### Work instructions
Exactly as they appear below, repeat the lines from the one with "Category: blurred crowd" through the one with "Category: white baseball pants", and no others.

### Listed records
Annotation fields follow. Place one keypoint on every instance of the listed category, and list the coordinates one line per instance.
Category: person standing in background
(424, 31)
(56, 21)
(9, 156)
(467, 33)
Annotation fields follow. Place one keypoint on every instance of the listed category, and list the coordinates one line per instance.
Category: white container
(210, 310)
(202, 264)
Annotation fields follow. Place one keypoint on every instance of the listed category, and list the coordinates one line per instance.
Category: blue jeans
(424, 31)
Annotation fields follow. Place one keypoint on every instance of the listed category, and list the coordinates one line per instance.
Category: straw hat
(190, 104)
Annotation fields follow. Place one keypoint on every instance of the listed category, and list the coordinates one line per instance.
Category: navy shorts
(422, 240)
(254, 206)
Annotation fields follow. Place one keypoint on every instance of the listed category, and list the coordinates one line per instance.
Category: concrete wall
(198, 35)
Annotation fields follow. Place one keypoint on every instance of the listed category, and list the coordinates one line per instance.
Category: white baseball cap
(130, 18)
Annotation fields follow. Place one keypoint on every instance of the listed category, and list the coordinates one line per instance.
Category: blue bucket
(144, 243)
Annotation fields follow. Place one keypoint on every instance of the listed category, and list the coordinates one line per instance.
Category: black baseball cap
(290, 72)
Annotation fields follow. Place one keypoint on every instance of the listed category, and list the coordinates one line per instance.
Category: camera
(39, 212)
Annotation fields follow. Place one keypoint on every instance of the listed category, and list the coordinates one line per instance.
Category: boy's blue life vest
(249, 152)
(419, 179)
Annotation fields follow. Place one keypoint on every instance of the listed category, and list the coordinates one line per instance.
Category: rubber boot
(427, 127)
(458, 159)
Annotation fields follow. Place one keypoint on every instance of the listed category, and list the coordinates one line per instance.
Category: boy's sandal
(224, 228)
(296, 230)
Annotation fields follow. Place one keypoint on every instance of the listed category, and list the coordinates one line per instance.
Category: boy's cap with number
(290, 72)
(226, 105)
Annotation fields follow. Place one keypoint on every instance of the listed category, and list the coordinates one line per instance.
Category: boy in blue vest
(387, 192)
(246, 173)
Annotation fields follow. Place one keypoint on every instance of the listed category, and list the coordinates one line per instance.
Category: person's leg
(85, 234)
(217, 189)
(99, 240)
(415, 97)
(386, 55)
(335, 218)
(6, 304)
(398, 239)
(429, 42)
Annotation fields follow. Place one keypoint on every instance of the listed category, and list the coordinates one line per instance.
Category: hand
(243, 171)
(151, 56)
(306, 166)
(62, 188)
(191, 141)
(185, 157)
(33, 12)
* * *
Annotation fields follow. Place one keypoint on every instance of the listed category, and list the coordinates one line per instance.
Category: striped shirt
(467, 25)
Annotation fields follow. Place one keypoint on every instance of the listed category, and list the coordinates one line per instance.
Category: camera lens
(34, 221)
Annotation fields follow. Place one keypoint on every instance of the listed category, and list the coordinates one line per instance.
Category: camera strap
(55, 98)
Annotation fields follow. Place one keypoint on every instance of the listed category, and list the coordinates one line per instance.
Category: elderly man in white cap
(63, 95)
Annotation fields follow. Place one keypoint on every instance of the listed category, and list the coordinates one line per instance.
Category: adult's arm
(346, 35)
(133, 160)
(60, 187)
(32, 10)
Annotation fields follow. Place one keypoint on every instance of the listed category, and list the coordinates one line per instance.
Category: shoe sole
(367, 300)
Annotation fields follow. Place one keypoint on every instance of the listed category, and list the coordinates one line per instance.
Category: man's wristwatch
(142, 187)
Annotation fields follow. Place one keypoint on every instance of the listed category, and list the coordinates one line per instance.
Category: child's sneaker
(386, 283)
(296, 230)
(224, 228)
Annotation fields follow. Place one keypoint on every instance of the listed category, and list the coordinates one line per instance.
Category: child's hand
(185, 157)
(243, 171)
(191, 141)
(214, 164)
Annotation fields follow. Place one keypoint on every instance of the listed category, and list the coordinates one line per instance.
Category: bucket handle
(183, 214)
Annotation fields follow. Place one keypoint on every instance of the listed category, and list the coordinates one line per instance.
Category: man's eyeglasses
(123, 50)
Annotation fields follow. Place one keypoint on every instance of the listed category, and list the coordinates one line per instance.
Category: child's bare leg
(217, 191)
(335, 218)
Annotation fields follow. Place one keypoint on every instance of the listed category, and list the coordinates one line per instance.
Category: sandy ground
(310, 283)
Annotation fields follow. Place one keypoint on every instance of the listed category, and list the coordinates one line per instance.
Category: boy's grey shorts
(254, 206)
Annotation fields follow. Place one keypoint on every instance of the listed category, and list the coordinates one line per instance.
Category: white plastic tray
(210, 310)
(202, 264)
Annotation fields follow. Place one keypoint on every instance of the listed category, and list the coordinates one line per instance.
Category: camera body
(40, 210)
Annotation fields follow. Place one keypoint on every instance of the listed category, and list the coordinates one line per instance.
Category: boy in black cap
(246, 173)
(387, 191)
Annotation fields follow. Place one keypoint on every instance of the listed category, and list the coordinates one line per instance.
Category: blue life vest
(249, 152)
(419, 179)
* * *
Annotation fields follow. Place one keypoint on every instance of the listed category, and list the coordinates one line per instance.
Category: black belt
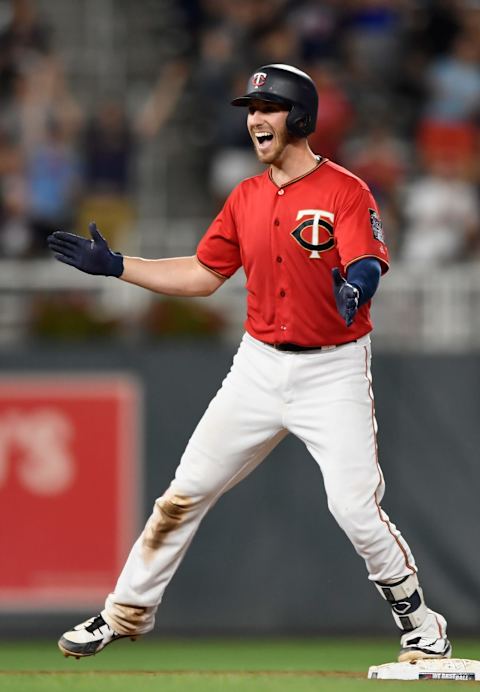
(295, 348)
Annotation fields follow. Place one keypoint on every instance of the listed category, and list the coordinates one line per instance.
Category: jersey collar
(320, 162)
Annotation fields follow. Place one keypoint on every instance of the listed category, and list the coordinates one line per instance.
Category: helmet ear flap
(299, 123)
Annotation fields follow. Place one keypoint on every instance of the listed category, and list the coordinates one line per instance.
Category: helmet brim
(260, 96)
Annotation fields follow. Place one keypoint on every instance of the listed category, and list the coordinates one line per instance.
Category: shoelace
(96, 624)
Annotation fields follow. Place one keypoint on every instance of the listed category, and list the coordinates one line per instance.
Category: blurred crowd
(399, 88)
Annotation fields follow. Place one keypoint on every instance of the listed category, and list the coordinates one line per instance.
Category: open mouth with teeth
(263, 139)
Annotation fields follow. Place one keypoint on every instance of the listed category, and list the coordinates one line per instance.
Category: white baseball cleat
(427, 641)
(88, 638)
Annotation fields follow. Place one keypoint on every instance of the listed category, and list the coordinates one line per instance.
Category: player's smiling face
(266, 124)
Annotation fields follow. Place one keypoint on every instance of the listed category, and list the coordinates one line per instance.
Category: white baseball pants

### Exercise answer
Category: blurred crowd
(399, 88)
Annotation fields follow. Place one keypoint on every instance of the listed category, and list the coordinates one line per instance.
Category: open mouth with teeth
(263, 139)
Annotation fields follow. Place one keypoint on every instance of the listed category, and list the coordinates one line per instance.
Category: white baseball cleat
(427, 641)
(88, 638)
Annotation fields follow. Place one keypoint on every instance of the listed category, and list the coordinates one line per instance.
Category: player's smiling face
(266, 124)
Annotation fields follow. Place one keypoint on every instance of the listed category, and list the coordinates one line per instance.
Category: white baseball pants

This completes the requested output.